◆ Material supplied ◆

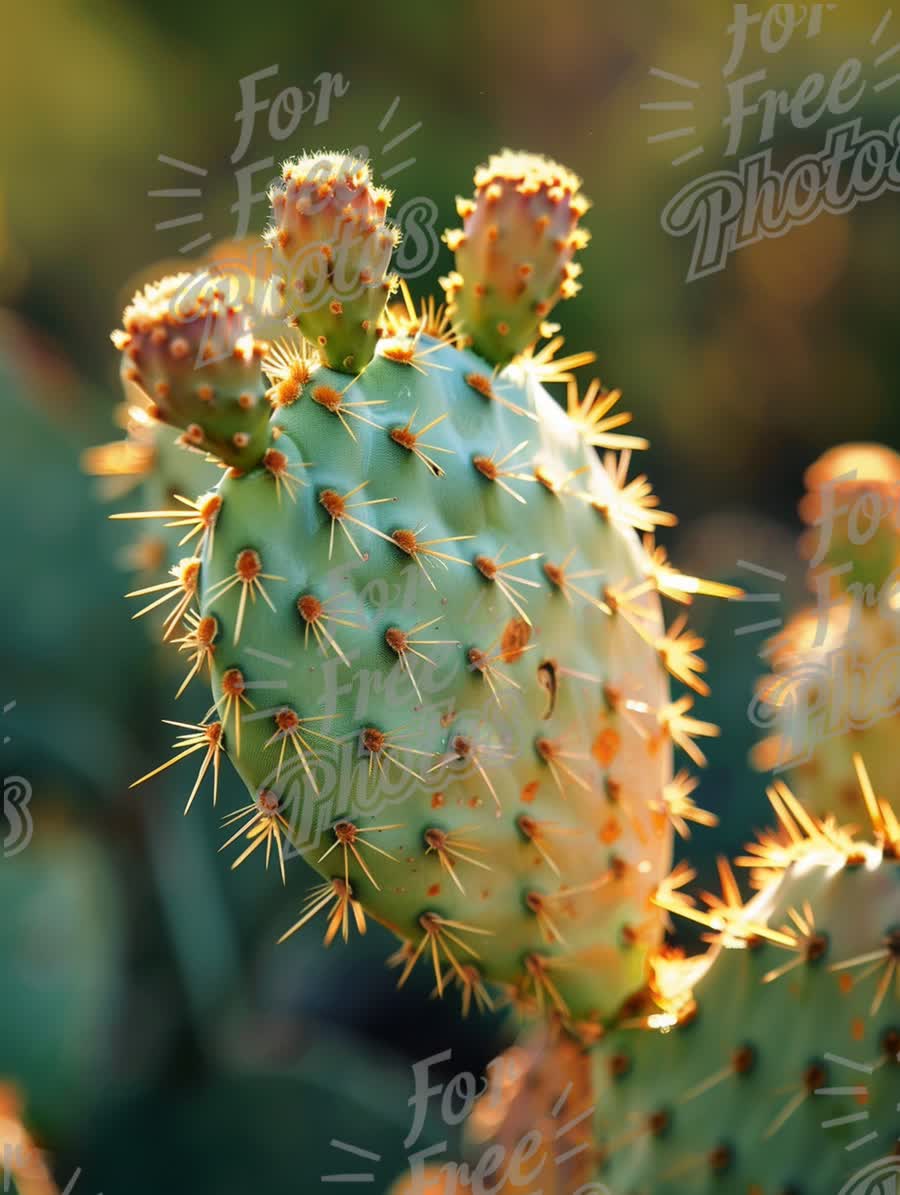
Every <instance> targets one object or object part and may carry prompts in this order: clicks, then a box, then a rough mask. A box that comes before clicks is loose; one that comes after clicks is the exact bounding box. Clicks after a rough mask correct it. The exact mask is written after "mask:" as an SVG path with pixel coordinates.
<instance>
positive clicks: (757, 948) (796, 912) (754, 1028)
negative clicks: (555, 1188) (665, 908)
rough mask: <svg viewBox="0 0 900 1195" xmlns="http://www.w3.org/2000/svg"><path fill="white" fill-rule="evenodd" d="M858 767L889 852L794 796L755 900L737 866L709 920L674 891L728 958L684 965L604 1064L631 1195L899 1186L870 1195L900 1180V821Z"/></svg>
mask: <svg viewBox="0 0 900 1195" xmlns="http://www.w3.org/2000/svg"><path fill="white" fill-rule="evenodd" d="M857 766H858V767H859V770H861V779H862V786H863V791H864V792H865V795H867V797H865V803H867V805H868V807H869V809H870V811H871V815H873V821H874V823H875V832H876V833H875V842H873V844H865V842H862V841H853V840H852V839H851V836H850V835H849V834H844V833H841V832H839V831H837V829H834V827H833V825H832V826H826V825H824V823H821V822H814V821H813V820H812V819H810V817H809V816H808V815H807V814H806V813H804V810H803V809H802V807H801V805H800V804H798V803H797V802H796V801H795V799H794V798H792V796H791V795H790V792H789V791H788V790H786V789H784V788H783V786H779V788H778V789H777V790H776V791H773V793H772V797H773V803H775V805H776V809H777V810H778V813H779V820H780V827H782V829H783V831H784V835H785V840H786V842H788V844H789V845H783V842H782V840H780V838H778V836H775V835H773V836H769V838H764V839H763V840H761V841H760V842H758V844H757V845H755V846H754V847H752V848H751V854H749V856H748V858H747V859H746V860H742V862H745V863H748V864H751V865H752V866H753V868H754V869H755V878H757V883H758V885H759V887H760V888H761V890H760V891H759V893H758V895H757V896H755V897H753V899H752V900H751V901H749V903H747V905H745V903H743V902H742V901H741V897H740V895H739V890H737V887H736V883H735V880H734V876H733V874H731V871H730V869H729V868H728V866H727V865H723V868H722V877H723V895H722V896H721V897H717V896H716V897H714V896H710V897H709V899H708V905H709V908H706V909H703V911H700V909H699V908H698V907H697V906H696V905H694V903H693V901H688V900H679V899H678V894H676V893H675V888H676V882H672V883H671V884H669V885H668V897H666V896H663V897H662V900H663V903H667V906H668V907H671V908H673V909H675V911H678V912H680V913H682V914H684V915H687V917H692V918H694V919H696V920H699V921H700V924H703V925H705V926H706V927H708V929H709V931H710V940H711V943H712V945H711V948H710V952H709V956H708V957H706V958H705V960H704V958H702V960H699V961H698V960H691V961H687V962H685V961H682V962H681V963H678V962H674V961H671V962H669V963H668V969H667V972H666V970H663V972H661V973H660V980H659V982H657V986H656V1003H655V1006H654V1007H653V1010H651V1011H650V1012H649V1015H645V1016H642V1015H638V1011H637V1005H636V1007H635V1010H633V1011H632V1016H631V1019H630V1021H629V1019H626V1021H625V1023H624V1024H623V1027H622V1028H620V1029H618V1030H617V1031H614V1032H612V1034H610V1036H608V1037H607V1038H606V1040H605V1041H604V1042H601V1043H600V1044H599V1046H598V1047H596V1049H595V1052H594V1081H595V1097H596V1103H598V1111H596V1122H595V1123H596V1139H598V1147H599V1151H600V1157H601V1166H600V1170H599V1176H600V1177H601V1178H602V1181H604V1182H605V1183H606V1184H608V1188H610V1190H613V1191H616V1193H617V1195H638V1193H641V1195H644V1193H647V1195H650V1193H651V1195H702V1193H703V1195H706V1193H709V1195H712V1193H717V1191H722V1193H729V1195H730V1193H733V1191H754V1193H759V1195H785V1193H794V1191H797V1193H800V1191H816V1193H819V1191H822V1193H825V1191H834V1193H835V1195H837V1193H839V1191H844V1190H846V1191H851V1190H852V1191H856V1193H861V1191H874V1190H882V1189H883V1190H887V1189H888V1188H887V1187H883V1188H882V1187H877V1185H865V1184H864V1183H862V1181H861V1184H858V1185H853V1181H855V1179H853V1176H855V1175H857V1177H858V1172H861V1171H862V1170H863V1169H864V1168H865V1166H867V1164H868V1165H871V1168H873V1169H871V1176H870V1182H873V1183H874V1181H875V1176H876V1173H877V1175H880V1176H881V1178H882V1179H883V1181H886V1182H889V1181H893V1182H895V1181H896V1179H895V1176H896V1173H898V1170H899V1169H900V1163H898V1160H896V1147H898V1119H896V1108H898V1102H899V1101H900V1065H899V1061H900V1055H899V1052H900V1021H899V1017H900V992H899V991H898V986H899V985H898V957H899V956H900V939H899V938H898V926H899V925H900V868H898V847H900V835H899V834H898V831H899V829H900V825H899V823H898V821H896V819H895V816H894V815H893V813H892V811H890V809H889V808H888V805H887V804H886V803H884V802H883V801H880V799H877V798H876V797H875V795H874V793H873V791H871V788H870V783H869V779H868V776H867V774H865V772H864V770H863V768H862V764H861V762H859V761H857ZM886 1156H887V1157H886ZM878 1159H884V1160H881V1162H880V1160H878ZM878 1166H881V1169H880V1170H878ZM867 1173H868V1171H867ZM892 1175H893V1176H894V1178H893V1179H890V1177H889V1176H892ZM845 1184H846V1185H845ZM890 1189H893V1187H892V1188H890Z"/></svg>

--

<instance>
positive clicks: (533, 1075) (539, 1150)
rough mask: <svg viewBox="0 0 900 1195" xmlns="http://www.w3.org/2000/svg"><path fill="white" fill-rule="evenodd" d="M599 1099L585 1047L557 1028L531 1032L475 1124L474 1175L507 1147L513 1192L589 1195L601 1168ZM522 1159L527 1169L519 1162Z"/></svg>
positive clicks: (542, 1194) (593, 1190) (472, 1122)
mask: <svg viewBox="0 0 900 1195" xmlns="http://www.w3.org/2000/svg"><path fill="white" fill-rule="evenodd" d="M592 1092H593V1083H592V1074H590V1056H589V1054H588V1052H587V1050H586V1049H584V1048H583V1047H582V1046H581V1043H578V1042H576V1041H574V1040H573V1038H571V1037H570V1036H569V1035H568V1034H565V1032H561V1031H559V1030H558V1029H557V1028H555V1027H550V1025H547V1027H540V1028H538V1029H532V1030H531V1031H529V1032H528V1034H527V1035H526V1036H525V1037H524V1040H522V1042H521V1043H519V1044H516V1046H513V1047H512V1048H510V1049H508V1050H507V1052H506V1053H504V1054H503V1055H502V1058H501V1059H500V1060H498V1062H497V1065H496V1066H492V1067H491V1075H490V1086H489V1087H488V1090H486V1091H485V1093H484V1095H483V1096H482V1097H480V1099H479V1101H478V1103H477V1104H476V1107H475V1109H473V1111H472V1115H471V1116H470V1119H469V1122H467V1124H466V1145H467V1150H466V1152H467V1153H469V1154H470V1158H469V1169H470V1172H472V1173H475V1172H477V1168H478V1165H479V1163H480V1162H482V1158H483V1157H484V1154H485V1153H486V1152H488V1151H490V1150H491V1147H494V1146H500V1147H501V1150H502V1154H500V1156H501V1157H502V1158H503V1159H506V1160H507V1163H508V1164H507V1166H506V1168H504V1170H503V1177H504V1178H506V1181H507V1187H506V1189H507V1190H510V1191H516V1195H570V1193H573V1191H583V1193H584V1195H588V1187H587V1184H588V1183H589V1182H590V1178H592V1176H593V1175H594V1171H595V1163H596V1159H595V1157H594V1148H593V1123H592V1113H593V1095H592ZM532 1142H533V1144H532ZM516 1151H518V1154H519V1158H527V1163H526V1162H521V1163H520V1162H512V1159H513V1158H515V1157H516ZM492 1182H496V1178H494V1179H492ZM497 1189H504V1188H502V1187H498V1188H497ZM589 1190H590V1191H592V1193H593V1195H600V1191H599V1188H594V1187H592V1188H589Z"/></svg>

...

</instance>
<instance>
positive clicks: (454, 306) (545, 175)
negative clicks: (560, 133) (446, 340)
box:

◆ Brief ◆
Beginning at the line with "positive clicks: (533, 1075) (539, 1150)" and stopping after the line with "1099L585 1047L557 1028L531", please write out every line of the data above exactly and nothing else.

◆ The answer ◆
positive clicks: (533, 1075) (539, 1150)
rough mask: <svg viewBox="0 0 900 1195" xmlns="http://www.w3.org/2000/svg"><path fill="white" fill-rule="evenodd" d="M599 1099L585 1047L557 1028L531 1032L475 1124L474 1175L507 1147L513 1192L589 1195L601 1168ZM522 1159L527 1169L519 1162Z"/></svg>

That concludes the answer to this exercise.